■ YOUR TASKS
• A. Copy from the article on consumer trust in the food industry the words from "Arnot told delegates" to "nanotechnology, for example.".
• B. In two sentences, summarize the article on consumer trust in the food industry.
• C. Extend the article on consumer trust in the food industry with a further passage that follows on from its final sentence.
PAGE EXTRACT below:
Arnot told delegates at the recent Global Food Safety Initiative (GFSI) conference in Orlando, Florida that the food industry often answers consumer questions about the ethics of certain processes or practices with scientific information about the practices themselves. However, in order to retain consumer trust, companies should recognize questions about ethics and values, and answer underlying concerns, he said.
These may include the humane treatment of animals, or the safety of genetically modified organisms or nanotechnology, for example.
“In the past we have answered their questions by saying that science says we can,” he said. “Can and should are not the same question.”
According to research published in the Journal of Rural Sociology, confidence in food companies’ ethical values is more important to maintaining consumer trust than the ability to demonstrate competence.
Arnot said: “What we found on every level is that confidence or demonstration of shared values is three to five times as important as demonstration of competence…It is easier for consumers to relate to the values of an individual than those of an entity.”
End of PAGE EXTRACT.
INFORMATION SHOWN below:
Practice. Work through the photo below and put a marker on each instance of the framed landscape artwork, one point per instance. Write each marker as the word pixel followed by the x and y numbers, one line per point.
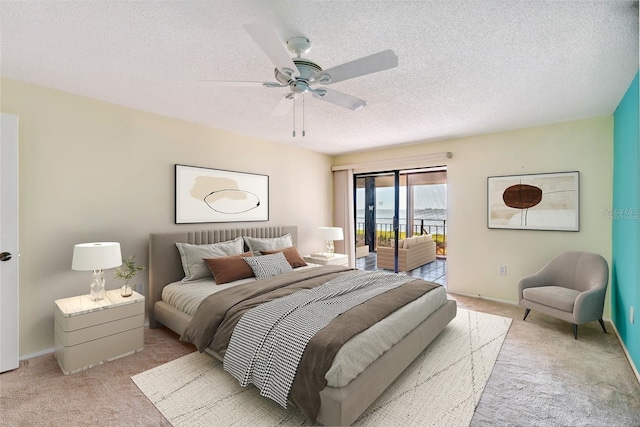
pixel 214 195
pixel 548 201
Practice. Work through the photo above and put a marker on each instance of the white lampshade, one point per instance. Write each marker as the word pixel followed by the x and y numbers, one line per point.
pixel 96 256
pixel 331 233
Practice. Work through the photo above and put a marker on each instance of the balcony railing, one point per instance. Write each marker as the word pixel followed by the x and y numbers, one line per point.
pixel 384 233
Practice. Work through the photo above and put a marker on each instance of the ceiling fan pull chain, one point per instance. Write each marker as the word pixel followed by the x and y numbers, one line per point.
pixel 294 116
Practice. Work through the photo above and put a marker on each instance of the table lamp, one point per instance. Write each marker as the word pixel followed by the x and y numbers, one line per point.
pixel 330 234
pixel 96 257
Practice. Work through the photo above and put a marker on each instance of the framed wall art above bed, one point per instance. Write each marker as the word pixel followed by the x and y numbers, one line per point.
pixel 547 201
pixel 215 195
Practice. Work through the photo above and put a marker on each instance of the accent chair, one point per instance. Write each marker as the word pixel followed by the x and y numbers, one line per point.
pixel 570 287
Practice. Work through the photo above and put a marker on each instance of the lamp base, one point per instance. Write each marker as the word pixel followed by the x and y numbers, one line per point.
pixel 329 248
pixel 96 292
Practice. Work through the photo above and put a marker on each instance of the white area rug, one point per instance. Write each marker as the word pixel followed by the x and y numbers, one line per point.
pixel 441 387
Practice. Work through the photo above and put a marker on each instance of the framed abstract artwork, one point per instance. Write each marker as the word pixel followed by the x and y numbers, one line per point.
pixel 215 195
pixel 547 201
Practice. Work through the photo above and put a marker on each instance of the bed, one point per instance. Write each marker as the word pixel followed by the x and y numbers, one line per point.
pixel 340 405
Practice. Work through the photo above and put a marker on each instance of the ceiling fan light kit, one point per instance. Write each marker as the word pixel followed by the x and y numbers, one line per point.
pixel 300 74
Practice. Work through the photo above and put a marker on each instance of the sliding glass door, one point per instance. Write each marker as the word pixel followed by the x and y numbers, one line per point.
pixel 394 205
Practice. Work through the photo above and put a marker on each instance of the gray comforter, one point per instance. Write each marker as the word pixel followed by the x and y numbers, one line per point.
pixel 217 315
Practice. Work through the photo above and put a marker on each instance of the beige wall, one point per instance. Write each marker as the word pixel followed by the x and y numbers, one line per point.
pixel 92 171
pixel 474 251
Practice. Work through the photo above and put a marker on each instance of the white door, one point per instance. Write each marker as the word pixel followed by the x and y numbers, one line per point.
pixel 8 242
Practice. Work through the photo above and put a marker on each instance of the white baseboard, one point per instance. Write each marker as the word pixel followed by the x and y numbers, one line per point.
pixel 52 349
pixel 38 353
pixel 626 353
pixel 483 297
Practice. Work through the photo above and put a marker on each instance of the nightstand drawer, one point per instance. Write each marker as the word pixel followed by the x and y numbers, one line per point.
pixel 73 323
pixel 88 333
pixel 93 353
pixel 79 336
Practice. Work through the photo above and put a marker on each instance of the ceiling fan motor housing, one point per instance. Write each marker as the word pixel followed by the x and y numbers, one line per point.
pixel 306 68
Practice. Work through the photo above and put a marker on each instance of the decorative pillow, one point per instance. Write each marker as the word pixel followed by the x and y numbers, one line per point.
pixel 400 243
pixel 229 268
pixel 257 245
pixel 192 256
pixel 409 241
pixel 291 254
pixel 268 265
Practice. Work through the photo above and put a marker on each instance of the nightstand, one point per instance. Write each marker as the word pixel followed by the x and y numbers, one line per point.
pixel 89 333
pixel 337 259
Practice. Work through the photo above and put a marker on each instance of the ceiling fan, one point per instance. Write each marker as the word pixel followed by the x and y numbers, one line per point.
End of INFORMATION SHOWN.
■ ANSWER SECTION
• A.
Arnot told delegates at the recent Global Food Safety Initiative (GFSI) conference in Orlando, Florida that the food industry often answers consumer questions about the ethics of certain processes or practices with scientific information about the practices themselves. However, in order to retain consumer trust, companies should recognize questions about ethics and values, and answer underlying concerns, he said.
These may include the humane treatment of animals, or the safety of genetically modified organisms or nanotechnology, for example.

• B. At the GFSI conference in Orlando, Arnot said the food industry often answers consumers' ethical questions with scientific information, but companies should recognize and address the underlying concerns about ethics and values to retain trust. He cited research in the Journal of Rural Sociology showing that demonstrating shared values is three to five times as important to consumer trust as demonstrating competence.

• C.
When it comes to priorities driving consumer purchase decisions, food safety is the number one concern, and a recall or food safety scandal can taint the reputation of an entire industry sector.
“There is significant economic value to maintaining consumer trust,” Arnot said. “If something happens in your sector or your industry, social license is taken away from the whole sector. It’s never limited to the bad actor. So it’s important that we work together with colleagues.”
While Arnot said that trust has to be built on ethical grounding, he added that engaging stakeholders and external manifestation of values in best practices, certification and continuing education are also vital.
“You don’t have to always agree with stakeholders, but you do have to meet with them,” he said.